Rewrite the items from the line with "Which spot sits on each instance of the curved" to the line with "x=413 y=229", replacing "pink lotus flower" with "lotus blossom" and leaving everything else unchanged.

• **RECORDS**
⁂

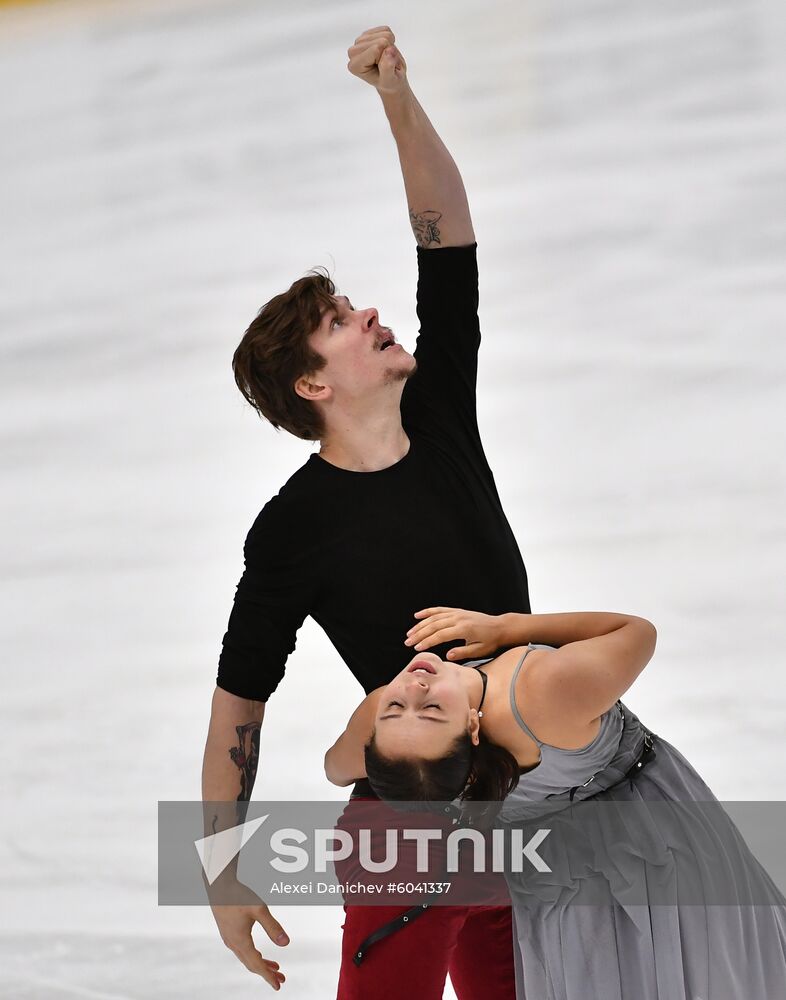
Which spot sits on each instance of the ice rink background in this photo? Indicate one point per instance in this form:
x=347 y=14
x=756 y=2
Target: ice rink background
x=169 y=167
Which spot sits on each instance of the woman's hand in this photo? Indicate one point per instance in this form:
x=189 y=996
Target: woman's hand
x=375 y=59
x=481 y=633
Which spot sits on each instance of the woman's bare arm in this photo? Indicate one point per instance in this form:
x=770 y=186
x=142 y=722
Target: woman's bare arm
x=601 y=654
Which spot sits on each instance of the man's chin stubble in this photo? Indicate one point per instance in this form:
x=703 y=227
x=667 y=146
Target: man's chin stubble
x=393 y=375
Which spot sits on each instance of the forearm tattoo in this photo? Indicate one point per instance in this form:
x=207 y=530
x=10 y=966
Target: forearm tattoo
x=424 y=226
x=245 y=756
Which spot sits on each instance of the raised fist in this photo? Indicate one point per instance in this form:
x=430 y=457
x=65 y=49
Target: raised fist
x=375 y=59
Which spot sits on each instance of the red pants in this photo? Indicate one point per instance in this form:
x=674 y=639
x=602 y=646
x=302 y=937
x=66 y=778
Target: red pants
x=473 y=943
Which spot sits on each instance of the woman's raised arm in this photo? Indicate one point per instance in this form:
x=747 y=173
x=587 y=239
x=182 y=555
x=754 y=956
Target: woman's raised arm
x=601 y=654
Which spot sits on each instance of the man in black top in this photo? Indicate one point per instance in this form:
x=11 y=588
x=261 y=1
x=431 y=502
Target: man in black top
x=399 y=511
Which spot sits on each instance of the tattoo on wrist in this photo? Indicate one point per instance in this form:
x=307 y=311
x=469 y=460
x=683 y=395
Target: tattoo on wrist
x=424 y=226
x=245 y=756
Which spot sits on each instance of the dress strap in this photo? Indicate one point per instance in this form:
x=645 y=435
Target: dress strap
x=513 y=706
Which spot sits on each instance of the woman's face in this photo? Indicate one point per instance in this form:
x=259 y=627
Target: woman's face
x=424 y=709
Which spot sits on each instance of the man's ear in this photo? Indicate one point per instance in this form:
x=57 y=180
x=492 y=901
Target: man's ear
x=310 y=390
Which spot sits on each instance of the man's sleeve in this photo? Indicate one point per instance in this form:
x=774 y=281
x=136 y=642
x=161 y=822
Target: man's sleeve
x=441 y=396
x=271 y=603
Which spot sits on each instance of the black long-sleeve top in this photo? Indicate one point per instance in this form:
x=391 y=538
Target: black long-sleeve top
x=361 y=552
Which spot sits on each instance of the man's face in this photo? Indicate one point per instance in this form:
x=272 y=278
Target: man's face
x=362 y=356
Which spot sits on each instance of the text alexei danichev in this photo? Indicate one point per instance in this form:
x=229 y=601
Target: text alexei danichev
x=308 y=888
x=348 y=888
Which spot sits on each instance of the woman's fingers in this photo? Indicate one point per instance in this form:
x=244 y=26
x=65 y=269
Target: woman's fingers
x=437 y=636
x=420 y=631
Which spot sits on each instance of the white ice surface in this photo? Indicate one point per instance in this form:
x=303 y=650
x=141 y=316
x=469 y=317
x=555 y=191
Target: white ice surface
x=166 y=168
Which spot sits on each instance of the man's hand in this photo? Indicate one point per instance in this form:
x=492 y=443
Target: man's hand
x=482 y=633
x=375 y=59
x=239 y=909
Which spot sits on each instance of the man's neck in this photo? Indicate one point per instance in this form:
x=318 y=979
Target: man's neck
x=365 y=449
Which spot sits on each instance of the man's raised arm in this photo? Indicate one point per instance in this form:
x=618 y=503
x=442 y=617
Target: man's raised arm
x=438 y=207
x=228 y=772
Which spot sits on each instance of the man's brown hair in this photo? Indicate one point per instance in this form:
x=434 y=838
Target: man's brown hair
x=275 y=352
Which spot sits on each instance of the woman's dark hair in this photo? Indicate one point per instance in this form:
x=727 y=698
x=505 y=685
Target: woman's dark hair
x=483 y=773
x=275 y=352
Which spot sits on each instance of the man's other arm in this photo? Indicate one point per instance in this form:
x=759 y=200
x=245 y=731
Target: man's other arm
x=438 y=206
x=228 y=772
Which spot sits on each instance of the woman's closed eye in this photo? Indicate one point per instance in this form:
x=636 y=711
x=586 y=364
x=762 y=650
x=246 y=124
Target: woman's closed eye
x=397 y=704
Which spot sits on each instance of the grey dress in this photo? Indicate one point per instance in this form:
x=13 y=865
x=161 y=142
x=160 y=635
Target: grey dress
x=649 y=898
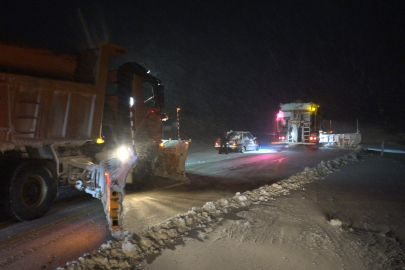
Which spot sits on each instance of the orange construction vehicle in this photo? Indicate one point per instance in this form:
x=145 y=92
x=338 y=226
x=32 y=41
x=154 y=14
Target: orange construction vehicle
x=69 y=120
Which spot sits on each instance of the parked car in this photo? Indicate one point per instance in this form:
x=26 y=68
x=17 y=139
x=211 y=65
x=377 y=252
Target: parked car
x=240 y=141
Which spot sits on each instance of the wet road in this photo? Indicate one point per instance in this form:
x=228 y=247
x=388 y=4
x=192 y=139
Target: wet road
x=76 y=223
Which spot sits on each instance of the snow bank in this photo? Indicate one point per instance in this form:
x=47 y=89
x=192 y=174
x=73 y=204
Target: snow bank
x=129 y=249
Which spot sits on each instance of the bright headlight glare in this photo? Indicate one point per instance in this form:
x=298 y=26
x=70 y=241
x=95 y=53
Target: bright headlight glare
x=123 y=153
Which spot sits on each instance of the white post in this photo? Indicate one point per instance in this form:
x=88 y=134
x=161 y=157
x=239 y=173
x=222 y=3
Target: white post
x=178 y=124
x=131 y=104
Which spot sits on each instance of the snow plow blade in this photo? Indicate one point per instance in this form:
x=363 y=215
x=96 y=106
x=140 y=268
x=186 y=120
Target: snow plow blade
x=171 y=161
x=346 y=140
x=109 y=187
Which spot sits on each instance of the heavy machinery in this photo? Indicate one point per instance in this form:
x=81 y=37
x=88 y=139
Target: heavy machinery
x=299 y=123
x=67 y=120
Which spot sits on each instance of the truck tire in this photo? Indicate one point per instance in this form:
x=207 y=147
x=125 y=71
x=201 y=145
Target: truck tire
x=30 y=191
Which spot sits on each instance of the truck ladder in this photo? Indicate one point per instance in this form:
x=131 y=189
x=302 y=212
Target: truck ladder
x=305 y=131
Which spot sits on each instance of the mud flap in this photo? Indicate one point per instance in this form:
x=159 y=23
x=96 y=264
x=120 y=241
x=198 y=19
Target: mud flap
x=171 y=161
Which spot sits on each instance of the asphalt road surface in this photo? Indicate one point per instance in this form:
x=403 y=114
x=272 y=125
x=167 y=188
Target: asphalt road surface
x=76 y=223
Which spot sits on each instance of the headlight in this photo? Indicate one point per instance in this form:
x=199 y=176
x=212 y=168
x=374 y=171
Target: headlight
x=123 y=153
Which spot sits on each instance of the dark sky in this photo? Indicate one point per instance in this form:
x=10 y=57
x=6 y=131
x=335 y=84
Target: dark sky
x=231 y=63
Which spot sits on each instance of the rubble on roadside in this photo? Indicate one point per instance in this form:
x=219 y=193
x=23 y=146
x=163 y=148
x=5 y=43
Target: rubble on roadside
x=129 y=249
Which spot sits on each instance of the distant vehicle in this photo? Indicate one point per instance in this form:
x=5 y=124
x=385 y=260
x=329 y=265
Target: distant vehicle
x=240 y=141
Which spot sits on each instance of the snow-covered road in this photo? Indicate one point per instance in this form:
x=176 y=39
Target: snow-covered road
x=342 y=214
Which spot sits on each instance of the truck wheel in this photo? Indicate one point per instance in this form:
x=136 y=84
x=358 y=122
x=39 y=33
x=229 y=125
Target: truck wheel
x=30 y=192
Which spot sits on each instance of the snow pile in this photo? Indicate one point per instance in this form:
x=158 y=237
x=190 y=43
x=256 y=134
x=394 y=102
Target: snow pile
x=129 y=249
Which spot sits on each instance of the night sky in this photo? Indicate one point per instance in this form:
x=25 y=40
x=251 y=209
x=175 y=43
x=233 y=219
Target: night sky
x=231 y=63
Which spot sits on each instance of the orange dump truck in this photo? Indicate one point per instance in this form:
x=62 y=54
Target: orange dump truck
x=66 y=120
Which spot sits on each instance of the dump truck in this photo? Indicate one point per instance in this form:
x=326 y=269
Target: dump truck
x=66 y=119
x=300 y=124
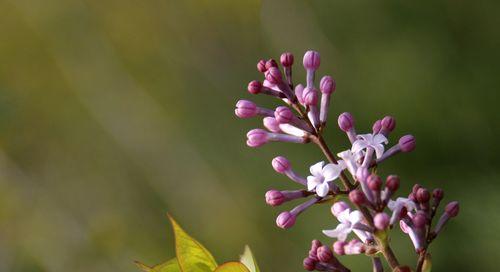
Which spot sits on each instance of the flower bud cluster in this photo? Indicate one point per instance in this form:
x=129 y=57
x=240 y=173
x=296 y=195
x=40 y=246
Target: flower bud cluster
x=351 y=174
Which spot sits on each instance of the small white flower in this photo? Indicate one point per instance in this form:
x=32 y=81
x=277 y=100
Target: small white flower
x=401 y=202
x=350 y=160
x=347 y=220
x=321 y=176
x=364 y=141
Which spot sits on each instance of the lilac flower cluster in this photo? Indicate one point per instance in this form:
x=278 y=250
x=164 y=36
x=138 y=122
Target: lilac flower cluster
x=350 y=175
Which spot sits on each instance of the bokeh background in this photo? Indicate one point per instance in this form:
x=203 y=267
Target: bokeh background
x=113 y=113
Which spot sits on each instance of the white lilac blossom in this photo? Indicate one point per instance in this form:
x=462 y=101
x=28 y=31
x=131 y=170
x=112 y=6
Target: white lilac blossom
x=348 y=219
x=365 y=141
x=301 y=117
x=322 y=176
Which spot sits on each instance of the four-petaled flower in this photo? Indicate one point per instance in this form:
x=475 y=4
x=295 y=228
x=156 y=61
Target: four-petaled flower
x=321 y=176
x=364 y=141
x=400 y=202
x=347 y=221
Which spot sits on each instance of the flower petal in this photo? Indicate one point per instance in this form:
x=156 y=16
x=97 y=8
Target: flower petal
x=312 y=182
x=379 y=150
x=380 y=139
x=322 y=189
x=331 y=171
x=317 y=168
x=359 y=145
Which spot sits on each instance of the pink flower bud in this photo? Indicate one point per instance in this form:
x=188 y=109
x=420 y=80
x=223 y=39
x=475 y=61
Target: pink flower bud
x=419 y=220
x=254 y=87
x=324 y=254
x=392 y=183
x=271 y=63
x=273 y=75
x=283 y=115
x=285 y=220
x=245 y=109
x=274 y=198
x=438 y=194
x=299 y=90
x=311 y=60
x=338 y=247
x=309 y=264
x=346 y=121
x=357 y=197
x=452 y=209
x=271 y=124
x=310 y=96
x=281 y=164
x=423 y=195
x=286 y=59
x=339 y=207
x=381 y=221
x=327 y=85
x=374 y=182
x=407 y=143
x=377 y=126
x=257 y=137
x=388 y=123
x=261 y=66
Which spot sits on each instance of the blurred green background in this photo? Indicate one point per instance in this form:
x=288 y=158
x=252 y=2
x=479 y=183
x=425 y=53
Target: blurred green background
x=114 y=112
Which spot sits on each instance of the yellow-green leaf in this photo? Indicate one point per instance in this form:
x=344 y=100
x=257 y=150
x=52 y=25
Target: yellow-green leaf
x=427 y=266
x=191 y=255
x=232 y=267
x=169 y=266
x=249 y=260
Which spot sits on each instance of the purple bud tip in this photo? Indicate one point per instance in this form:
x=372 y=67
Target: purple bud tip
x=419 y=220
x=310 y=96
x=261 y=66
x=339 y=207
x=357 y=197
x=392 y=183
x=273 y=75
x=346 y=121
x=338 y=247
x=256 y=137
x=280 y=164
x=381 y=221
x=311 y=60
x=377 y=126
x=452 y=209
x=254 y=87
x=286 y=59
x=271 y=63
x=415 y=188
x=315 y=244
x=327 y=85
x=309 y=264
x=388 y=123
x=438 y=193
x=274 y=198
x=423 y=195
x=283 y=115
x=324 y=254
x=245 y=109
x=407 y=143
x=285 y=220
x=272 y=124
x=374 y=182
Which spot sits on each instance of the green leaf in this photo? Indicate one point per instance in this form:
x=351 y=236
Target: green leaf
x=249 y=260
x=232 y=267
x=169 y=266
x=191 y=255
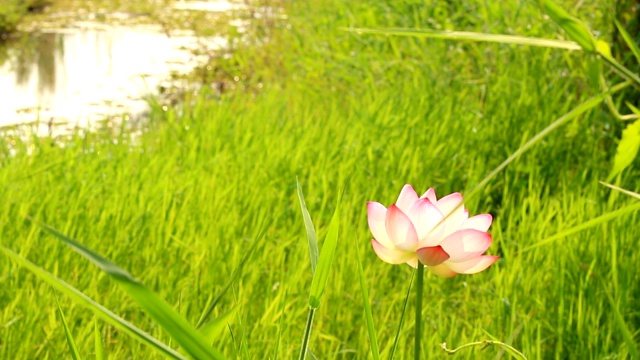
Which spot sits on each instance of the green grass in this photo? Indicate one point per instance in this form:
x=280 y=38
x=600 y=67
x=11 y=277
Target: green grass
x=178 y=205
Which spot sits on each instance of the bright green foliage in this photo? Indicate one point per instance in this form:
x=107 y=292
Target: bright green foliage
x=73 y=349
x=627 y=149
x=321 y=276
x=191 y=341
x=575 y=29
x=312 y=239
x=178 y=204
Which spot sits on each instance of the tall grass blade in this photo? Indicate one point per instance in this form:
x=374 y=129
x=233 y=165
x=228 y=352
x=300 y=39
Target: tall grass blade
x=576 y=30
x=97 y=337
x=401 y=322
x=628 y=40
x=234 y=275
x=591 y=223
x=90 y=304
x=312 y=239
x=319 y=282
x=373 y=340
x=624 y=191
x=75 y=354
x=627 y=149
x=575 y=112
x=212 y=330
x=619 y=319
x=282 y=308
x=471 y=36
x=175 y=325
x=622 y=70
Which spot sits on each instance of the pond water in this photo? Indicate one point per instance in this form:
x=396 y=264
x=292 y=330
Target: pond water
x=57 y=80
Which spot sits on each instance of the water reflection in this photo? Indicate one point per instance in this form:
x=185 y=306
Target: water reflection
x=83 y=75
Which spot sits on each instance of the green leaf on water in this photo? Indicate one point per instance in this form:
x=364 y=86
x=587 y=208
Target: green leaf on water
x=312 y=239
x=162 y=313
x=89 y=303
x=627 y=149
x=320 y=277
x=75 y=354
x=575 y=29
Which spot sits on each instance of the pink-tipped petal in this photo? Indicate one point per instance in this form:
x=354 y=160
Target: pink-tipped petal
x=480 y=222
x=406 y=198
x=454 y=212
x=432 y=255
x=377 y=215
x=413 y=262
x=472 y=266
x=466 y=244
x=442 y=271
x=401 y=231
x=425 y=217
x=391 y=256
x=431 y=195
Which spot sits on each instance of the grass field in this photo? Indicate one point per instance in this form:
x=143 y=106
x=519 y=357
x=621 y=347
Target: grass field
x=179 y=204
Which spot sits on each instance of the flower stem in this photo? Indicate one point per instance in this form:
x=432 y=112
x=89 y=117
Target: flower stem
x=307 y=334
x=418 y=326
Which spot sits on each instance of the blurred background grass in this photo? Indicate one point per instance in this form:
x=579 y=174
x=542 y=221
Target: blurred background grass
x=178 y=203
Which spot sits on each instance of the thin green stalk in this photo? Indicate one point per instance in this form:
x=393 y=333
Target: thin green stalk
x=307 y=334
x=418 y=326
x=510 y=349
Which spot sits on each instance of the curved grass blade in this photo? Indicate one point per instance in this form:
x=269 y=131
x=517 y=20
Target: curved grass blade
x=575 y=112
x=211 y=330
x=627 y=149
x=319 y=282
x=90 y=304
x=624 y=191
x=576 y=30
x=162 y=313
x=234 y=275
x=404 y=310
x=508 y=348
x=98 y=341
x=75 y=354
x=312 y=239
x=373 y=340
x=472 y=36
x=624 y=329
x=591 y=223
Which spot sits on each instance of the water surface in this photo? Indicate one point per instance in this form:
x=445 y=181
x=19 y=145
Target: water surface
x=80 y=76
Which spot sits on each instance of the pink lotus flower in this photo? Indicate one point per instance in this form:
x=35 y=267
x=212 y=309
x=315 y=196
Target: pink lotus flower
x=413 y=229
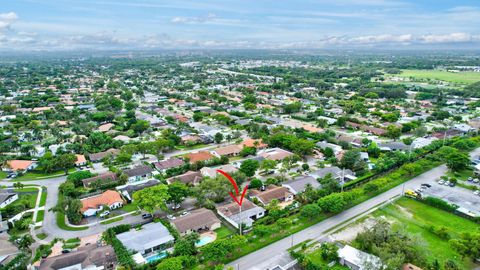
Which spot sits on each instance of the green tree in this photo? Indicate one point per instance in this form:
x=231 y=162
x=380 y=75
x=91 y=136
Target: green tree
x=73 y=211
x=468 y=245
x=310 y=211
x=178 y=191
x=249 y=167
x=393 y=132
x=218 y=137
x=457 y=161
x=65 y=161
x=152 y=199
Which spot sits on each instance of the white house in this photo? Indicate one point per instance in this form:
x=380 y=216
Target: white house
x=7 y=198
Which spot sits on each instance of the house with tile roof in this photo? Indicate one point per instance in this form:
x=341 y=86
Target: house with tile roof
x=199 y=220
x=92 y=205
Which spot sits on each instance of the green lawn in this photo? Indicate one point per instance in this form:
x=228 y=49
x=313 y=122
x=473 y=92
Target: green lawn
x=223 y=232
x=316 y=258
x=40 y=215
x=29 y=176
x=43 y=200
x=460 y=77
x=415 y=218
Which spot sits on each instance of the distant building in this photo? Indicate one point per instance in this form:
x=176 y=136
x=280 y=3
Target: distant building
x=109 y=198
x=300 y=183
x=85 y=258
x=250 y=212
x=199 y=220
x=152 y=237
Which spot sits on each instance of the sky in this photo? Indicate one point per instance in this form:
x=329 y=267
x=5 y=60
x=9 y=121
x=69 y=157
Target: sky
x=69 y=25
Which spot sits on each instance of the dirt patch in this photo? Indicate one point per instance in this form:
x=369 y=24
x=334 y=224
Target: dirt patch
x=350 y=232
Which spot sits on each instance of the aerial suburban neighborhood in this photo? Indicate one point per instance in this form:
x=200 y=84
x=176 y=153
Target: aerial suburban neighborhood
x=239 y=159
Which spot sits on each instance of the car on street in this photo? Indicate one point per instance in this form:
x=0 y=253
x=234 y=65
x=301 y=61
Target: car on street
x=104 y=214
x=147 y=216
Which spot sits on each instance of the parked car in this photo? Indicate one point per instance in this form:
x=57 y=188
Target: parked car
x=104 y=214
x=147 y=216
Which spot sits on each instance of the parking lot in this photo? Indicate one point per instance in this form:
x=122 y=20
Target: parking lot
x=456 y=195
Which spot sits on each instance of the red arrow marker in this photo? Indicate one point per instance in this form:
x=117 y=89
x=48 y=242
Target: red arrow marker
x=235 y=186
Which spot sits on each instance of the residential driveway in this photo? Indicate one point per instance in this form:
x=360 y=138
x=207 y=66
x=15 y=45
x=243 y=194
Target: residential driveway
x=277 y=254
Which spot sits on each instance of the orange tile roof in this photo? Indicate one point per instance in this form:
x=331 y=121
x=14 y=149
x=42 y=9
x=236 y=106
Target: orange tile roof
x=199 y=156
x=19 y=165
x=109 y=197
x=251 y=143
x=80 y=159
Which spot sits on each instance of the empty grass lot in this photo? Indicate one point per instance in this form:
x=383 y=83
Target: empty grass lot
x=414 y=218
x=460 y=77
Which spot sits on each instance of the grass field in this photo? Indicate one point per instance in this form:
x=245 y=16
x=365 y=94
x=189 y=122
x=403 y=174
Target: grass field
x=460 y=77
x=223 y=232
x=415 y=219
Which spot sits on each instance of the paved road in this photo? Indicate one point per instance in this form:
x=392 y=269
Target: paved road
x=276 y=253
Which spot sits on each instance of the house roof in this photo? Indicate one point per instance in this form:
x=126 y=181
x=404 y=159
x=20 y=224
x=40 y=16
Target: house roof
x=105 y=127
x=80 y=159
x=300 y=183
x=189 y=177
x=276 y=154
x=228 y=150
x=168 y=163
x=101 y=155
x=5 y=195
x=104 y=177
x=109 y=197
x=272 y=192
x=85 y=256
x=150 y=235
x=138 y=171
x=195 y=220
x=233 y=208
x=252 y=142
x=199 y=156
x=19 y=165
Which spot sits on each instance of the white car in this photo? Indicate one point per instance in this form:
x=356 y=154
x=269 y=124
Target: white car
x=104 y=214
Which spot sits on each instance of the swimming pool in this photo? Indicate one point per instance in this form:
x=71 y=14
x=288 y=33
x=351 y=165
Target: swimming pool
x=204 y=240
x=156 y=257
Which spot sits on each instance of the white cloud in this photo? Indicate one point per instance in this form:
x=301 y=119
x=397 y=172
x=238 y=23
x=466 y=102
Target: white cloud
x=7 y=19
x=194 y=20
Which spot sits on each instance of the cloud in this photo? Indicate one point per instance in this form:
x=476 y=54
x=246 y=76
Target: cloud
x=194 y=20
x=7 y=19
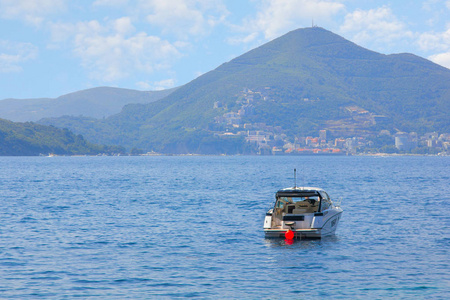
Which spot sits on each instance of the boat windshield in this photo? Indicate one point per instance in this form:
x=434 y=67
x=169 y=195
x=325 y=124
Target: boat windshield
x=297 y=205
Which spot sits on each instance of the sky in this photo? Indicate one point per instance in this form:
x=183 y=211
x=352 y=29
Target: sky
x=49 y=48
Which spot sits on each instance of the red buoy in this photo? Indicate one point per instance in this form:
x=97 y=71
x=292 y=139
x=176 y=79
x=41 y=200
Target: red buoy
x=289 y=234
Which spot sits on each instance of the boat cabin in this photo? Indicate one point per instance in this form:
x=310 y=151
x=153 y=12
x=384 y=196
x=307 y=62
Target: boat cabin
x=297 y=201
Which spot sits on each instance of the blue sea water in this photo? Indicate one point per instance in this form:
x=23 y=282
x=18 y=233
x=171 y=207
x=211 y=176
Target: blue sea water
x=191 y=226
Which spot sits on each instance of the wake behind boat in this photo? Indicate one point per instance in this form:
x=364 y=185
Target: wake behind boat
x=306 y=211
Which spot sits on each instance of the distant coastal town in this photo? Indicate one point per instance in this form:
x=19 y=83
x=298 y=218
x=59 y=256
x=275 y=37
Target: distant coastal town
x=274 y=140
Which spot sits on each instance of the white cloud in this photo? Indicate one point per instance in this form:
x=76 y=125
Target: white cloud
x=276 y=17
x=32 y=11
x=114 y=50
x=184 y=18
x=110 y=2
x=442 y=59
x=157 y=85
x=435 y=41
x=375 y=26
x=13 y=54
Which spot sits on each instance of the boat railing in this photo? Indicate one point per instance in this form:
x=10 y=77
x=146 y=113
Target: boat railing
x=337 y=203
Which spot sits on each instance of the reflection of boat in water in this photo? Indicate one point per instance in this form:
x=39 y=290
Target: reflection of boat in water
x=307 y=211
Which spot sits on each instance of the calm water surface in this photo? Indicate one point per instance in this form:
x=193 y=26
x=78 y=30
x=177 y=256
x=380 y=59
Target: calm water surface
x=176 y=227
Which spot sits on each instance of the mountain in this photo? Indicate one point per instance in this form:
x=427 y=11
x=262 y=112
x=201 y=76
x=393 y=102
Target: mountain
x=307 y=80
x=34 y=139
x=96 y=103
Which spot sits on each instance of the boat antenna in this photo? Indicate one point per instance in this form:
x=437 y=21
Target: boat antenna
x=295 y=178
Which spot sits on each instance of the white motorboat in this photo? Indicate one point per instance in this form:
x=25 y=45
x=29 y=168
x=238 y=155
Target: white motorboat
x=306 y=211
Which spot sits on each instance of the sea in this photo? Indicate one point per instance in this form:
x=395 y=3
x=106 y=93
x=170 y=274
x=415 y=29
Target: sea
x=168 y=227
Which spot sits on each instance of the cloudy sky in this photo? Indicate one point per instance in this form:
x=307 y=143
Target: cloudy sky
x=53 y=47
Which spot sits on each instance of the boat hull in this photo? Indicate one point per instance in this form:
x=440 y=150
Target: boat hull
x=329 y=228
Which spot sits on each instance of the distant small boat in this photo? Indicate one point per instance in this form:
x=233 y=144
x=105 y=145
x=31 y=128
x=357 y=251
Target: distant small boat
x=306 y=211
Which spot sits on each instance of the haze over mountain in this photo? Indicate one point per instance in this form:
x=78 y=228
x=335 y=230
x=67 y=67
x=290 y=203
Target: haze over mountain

⁂

• **TASK RESULT**
Which spot sits on each instance of the curved grass blade in this photo? Indicate one point per instance in this form:
x=269 y=131
x=517 y=20
Target: curved grass blade
x=575 y=112
x=211 y=330
x=627 y=149
x=319 y=282
x=90 y=304
x=624 y=191
x=576 y=30
x=162 y=313
x=234 y=275
x=404 y=310
x=508 y=348
x=98 y=341
x=75 y=354
x=312 y=239
x=373 y=340
x=472 y=36
x=624 y=329
x=591 y=223
Which spot sits on each instance of the water surface in this photo? Indicate one point per instance in this form:
x=445 y=181
x=19 y=145
Target: water surface
x=80 y=76
Which spot sits on each instance of the lotus blossom in this photo? Indicate one point per instance in this form:
x=35 y=267
x=212 y=309
x=315 y=196
Target: lotus blossom
x=413 y=229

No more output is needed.